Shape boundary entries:
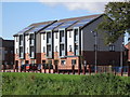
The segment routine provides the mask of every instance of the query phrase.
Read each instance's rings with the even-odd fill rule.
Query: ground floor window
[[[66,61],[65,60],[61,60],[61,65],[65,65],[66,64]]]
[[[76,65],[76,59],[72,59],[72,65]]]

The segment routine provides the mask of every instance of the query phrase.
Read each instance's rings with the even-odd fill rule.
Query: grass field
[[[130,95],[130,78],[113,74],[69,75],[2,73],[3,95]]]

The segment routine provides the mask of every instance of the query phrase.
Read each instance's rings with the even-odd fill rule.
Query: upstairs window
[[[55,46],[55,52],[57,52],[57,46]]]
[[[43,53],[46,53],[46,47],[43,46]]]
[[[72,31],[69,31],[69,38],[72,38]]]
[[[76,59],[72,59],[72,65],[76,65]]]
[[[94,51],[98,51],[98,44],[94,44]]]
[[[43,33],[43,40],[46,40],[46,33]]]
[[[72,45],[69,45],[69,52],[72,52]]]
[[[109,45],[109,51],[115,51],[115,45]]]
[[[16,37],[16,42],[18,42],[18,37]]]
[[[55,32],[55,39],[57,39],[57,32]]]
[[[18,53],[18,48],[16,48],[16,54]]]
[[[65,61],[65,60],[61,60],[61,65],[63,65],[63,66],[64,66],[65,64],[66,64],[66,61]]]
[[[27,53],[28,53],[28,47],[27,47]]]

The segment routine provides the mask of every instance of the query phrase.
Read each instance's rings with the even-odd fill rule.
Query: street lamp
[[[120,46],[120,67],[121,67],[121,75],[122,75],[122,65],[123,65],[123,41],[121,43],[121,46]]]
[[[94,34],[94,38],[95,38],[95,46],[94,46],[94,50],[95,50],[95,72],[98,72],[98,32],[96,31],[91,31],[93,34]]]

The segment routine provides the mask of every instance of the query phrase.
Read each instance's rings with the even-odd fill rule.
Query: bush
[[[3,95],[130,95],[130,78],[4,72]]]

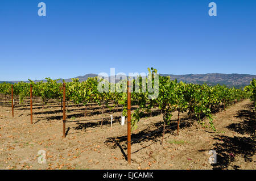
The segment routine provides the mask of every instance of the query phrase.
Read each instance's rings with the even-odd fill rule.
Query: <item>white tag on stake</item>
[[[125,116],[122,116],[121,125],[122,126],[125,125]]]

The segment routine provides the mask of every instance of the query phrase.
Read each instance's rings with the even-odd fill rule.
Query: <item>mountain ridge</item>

--

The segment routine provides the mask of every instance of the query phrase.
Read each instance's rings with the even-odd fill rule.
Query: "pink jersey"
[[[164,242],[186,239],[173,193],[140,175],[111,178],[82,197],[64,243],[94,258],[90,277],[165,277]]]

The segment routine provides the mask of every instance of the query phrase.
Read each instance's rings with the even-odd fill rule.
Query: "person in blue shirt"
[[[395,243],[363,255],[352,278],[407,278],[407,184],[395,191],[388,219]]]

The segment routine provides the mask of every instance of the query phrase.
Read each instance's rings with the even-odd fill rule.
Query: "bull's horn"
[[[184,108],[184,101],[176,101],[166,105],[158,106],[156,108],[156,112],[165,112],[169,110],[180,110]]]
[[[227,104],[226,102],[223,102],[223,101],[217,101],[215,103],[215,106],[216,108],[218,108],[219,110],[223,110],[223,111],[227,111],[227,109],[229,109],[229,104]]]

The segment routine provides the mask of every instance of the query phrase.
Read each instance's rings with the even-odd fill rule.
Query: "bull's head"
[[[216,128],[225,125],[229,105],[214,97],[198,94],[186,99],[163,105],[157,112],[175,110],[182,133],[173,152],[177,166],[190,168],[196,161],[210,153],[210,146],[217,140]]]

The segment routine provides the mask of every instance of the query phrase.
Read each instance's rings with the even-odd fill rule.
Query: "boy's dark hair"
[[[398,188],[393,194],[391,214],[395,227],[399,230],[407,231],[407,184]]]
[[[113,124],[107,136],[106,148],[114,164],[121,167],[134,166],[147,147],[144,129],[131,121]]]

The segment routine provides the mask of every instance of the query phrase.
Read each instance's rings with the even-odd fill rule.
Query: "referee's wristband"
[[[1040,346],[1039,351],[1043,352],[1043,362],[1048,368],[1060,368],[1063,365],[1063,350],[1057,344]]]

* * *

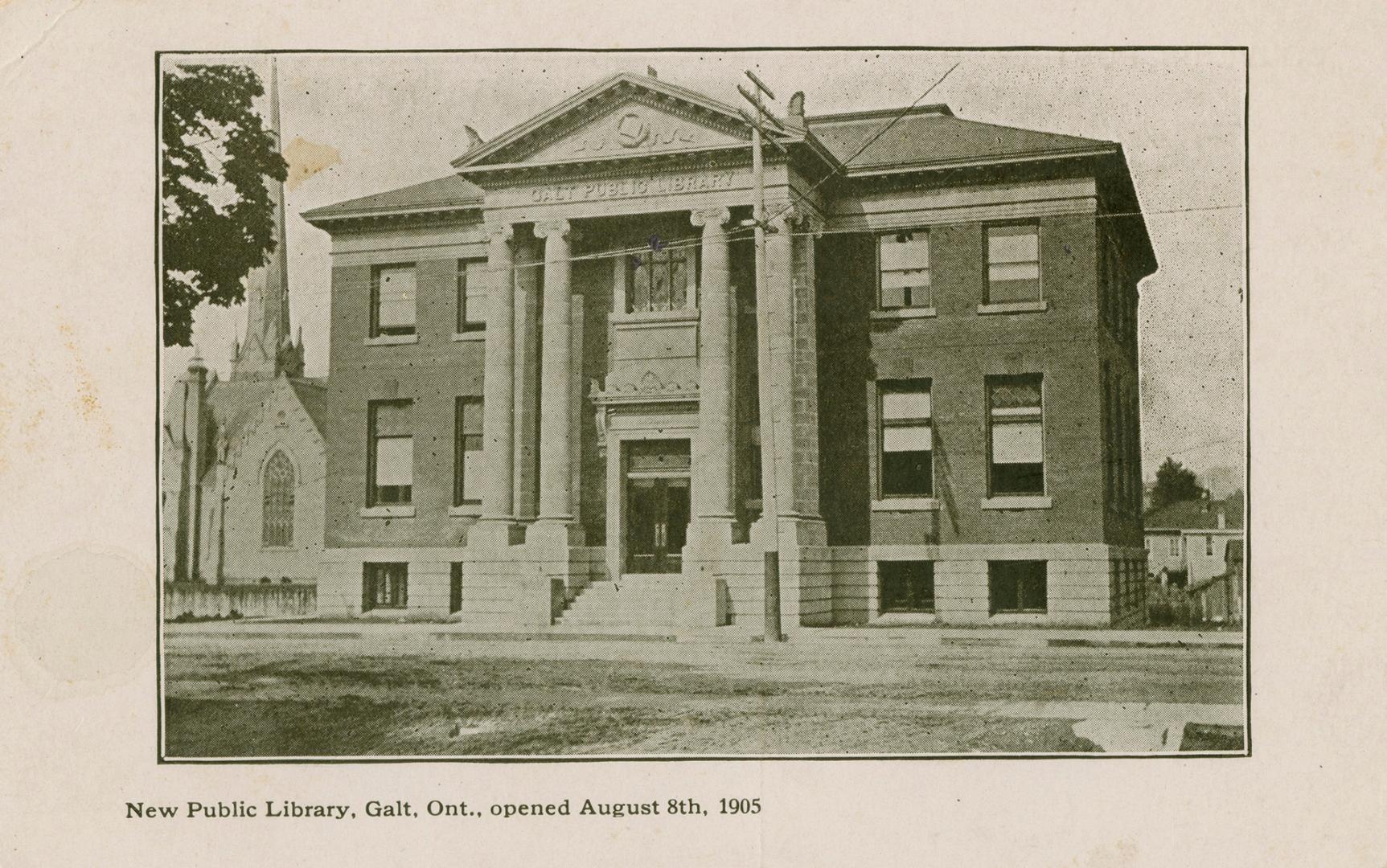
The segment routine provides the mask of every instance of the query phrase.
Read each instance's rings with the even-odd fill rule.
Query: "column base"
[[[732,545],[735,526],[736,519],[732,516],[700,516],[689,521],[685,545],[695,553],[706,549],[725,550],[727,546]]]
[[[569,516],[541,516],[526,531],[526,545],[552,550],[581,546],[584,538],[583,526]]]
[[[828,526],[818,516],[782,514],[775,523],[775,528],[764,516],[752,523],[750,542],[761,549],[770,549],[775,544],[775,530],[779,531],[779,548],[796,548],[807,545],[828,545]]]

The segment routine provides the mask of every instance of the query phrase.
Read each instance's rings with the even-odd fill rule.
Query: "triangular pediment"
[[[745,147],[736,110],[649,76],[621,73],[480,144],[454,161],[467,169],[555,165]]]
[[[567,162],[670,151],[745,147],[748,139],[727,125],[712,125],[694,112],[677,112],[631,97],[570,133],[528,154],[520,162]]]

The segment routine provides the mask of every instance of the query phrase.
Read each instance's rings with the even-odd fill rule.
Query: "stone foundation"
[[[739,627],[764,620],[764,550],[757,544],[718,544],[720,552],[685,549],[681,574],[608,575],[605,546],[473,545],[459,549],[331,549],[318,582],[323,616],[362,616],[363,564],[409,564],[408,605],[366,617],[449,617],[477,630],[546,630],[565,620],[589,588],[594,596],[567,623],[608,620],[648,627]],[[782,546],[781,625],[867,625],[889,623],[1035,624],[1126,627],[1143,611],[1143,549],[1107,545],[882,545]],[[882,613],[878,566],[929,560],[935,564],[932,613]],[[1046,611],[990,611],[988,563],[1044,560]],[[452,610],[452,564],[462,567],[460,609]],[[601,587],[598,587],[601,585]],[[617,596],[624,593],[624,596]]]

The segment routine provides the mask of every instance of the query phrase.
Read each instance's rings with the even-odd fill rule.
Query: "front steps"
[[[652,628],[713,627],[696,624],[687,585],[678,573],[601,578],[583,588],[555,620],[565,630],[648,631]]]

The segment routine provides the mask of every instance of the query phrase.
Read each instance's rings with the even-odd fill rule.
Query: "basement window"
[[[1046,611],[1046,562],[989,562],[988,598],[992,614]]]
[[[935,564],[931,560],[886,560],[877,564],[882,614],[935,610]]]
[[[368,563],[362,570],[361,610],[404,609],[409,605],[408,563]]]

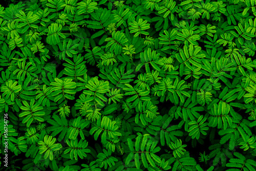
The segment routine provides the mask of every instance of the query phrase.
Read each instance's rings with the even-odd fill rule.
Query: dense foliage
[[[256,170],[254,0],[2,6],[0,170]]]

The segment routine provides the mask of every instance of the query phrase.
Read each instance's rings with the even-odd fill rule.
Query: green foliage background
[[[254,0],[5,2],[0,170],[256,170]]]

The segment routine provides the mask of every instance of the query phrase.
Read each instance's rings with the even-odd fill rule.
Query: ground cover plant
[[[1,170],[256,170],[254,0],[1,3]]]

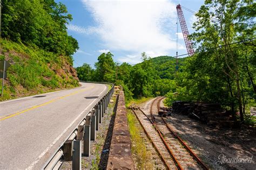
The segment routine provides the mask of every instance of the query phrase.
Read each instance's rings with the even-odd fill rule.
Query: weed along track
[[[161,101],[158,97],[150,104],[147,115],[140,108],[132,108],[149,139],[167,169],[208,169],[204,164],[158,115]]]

- PROBLEM REQUIREMENTS: Select every line from the three blocks above that contains the word "foliage" and copy each one out.

- TASK RESPONSE:
Query: dense foliage
Query: green foliage background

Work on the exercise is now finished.